▶ Textauszug:
#####
2. Programmieren mit Lisp

lisp

2.1. Einführung

„the greatest single programming language ever designed“ - Alan Kay

„Lisp is a programmable programming language.“ - John Foderaro

„Lisp is worth learning for the profound enlightenment experience you will have when you finally get it; that experience will make you a better programmer for the rest of your days, even if you never actually use Lisp itself a lot.“ - Eric Raymond

2.1.1. Definition

Lisp [List Processing] ist eine Familie von Programmiersprachen, deren Grundkonzept 1958 von John McCarthy entworfen wurde. Sie ist die weltweit erste funktionale und nach Fortan die älteste noch verbreitete Programmiersprache. Lisp basiert auf dem untypisierten Lambda Kalkül, was die theoretische Grundlage aller funktionalen Sprachen bildet. Aufgrund seiner Flexibilität und der Fähigkeit Quelltext zu generieren erlangte Lisp große Beliebtheit im Forschungsfeld der künstlichen Intelligenz. Wegen der ausufernden Klammersetzung wird sie auch gerne als „Lots of Irritating Superfluous Parentheses“ bezeichnet.

Bekannte Lisp-Dialekte sind:

  • Common Lisp (am weitesten verbreiteter Industriestandard)

  • Scheme (neben CLisp bekanntester Dialekt)

  • Clojure (wird in Bytecode für JVM kompiliert)

  • Racket (moderne Ableitung von Scheme - Sprache zur Erzeugung von Programmiersprachen)
#####
▶ Bereitgestellte Daten:
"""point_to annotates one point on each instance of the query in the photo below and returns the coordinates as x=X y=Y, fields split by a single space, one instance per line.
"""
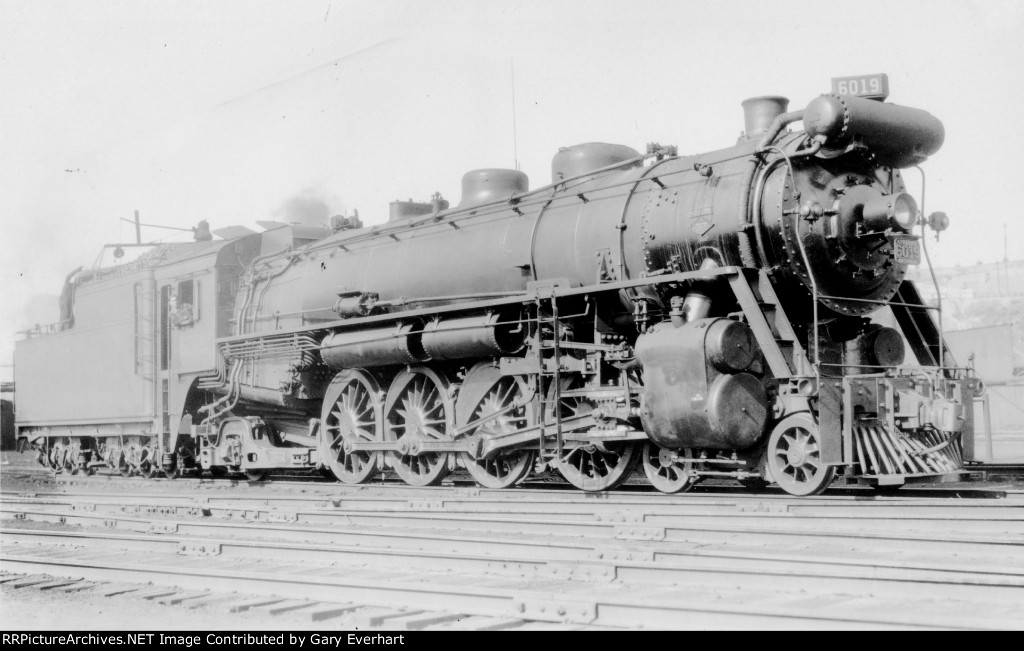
#####
▶ Deine Aufgaben:
a – Schreibe den Textauszug über Lisp ab der Stelle mit „Lisp [List Processing]“ neu und höre nach „CLisp bekanntester Dialekt)“ auf. Tausche dabei „Fähigkeit“ gegen „Möglichkeit“ aus.
b – Stimmen die folgenden Aussagen mit dem Textauszug über Lisp überein? Antworte jeweils mit Ja oder Nein und zitiere die entscheidenden Worte.
(i) Das Grundkonzept von Lisp wurde 1958 von John McCarthy entworfen.
(ii) Clojure wird in Bytecode für die JVM kompiliert.
(iii) Lisp basiert auf dem typisierten Lambda-Kalkül.
Das übrige Material steht für sich und gehört nicht zum Textauszug.

▶ Vollständige Lösungen:
a –
Lisp [List Processing] ist eine Familie von Programmiersprachen, deren Grundkonzept 1958 von John McCarthy entworfen wurde. Sie ist die weltweit erste funktionale und nach Fortan die älteste noch verbreitete Programmiersprache. Lisp basiert auf dem untypisierten Lambda Kalkül, was die theoretische Grundlage aller funktionalen Sprachen bildet. Aufgrund seiner Flexibilität und der Möglichkeit Quelltext zu generieren erlangte Lisp große Beliebtheit im Forschungsfeld der künstlichen Intelligenz. Wegen der ausufernden Klammersetzung wird sie auch gerne als „Lots of Irritating Superfluous Parentheses“ bezeichnet.

Bekannte Lisp-Dialekte sind:

  • Common Lisp (am weitesten verbreiteter Industriestandard)

  • Scheme (neben CLisp bekanntester Dialekt)

b –
(i) Ja: „deren Grundkonzept 1958 von John McCarthy entworfen wurde“
(ii) Ja: „wird in Bytecode für JVM kompiliert“
(iii) Nein: „Lisp basiert auf dem untypisierten Lambda Kalkül“